**TASK STATEMENT:**
Collect every line of the listing below that contains the string "cube", and copy each one. Case counts.

**Location identification items:**
***

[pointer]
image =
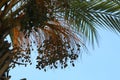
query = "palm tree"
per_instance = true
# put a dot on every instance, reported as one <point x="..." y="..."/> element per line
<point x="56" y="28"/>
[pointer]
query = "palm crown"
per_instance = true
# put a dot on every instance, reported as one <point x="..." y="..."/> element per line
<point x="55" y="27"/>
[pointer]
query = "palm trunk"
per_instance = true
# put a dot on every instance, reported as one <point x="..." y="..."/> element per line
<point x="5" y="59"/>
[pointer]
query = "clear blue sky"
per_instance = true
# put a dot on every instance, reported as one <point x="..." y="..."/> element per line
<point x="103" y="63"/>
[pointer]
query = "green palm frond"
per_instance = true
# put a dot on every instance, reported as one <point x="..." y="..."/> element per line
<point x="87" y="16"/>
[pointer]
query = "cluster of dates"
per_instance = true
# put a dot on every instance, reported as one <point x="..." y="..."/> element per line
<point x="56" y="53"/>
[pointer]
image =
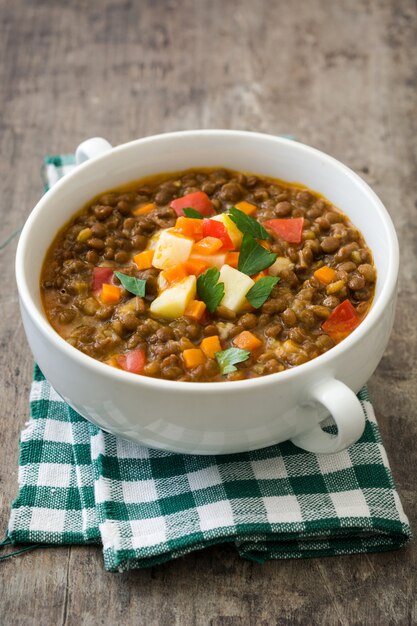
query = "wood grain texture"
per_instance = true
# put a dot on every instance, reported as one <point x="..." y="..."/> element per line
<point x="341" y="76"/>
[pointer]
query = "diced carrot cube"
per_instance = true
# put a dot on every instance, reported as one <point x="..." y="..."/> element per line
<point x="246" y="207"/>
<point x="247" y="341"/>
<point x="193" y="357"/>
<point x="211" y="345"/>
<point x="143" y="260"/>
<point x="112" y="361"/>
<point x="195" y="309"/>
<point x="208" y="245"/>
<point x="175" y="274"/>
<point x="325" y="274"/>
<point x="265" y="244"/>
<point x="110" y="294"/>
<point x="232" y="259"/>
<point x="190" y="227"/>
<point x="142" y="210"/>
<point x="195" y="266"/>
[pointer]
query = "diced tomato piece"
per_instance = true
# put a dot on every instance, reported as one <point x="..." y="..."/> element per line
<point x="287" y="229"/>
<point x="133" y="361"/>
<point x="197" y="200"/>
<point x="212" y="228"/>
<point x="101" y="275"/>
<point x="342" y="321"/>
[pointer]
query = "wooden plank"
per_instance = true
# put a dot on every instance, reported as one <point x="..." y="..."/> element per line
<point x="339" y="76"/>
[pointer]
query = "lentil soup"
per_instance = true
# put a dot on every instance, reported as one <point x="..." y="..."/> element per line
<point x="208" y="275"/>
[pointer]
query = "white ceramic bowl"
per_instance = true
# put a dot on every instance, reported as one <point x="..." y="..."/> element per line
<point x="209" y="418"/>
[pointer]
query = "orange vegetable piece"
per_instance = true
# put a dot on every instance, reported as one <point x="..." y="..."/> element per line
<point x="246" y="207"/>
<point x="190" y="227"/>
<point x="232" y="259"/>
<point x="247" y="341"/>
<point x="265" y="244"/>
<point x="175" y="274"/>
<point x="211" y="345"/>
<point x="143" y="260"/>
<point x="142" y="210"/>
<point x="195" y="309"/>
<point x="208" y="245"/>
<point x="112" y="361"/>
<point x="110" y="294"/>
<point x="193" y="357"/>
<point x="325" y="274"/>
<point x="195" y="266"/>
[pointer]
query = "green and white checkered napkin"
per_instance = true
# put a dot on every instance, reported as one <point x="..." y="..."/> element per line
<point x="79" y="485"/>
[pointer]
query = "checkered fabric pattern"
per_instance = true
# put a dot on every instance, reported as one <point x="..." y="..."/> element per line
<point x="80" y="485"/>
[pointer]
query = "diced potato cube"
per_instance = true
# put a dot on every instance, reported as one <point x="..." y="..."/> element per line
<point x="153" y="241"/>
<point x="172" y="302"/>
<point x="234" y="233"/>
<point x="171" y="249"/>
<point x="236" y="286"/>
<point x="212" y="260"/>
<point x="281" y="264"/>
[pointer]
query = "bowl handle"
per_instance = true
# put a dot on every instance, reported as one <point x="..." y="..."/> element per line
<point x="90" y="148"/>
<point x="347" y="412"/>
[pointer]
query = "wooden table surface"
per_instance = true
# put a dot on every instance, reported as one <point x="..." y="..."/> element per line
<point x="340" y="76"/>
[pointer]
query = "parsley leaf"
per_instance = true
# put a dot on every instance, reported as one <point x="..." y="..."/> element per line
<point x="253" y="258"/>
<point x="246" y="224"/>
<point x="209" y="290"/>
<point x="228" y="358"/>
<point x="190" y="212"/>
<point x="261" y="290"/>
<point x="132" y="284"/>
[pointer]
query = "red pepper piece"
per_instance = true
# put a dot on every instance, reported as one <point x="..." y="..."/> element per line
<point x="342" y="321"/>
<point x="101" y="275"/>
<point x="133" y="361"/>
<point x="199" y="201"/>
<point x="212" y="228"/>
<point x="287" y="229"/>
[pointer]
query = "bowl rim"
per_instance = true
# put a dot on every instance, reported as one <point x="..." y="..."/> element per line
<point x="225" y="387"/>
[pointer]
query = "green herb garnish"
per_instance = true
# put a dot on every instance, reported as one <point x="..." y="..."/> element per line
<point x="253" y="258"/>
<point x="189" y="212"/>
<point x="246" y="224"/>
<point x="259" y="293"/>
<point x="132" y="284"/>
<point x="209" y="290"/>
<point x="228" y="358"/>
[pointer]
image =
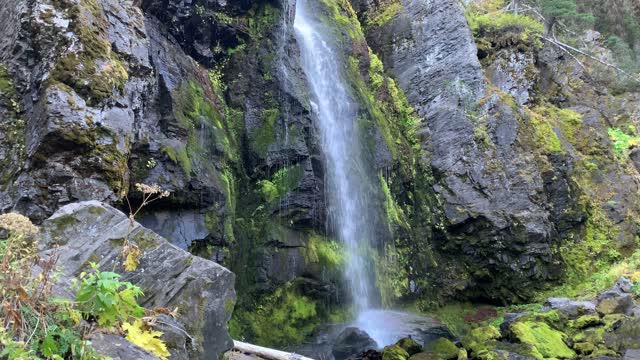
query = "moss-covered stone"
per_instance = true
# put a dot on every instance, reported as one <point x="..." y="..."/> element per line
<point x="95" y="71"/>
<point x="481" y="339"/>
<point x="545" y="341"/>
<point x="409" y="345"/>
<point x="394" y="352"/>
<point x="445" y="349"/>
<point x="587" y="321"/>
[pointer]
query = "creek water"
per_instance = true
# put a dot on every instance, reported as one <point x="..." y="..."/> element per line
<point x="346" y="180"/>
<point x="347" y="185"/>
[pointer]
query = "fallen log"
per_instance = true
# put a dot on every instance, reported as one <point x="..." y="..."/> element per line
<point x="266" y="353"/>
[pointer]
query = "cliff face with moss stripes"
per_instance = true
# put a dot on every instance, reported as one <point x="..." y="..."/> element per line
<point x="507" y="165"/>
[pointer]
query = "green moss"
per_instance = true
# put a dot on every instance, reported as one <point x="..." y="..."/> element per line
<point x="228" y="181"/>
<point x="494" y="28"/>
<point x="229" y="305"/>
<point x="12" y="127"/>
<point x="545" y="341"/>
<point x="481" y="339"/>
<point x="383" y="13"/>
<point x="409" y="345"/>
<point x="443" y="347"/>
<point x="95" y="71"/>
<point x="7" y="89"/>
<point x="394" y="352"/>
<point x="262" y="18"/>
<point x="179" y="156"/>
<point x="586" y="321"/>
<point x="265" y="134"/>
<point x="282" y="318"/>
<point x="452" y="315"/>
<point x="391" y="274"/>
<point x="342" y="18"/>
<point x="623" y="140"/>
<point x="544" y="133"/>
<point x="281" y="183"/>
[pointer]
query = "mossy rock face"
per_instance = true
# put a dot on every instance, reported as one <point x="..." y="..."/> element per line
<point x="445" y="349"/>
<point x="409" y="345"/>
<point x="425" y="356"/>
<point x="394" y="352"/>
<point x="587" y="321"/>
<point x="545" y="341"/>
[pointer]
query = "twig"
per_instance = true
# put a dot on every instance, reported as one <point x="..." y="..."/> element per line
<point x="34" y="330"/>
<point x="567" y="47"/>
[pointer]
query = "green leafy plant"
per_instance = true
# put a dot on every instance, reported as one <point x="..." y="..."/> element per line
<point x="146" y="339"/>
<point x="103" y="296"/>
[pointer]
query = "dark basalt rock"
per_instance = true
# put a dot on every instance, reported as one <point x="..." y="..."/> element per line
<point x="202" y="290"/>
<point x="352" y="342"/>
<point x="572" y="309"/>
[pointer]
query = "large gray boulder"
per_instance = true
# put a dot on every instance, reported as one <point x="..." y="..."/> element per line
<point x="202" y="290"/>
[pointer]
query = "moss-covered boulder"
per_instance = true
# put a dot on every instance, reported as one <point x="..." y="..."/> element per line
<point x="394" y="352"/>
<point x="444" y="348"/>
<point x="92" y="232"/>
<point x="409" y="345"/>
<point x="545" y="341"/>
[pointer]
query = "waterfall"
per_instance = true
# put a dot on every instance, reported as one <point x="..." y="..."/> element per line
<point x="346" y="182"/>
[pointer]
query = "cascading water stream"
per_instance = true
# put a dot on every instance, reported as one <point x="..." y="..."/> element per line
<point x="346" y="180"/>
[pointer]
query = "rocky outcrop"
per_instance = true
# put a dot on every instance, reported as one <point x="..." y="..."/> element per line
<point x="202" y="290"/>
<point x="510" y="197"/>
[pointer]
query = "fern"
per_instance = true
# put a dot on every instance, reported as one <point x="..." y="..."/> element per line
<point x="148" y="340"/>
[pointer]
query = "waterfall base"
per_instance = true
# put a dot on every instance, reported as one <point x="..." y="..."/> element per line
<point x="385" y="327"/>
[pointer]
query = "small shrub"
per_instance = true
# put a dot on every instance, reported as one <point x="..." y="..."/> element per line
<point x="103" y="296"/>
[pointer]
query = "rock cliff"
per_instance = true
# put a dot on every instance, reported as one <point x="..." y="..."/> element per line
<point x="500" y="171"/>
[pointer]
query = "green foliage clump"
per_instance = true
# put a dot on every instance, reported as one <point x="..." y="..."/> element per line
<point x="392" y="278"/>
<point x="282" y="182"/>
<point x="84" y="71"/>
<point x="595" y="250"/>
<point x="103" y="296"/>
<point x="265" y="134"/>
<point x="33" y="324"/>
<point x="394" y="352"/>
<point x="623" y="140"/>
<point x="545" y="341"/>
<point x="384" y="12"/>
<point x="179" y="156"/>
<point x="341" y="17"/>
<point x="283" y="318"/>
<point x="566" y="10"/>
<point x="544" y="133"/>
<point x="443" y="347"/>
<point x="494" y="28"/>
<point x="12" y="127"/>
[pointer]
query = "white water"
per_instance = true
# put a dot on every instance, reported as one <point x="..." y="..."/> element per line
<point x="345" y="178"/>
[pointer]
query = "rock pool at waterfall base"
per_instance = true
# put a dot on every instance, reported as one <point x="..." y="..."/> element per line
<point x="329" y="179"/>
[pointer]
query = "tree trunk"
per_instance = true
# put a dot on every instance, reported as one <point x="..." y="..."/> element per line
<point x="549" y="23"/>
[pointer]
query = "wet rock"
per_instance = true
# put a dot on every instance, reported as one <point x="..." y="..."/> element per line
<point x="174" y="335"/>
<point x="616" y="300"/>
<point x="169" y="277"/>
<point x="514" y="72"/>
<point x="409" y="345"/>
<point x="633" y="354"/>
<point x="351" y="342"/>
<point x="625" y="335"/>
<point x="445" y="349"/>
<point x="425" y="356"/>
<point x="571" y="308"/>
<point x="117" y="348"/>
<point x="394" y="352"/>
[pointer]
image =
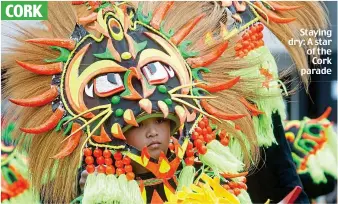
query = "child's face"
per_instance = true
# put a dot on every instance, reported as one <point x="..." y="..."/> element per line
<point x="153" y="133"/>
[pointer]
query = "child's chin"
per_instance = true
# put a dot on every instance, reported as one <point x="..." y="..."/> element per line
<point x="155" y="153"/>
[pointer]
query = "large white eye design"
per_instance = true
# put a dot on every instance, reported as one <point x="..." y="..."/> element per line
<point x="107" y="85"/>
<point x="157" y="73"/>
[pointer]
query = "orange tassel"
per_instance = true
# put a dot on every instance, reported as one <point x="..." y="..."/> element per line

***

**WRITTEN ANSWER:**
query = "diced carrot cube"
query = "diced potato cube"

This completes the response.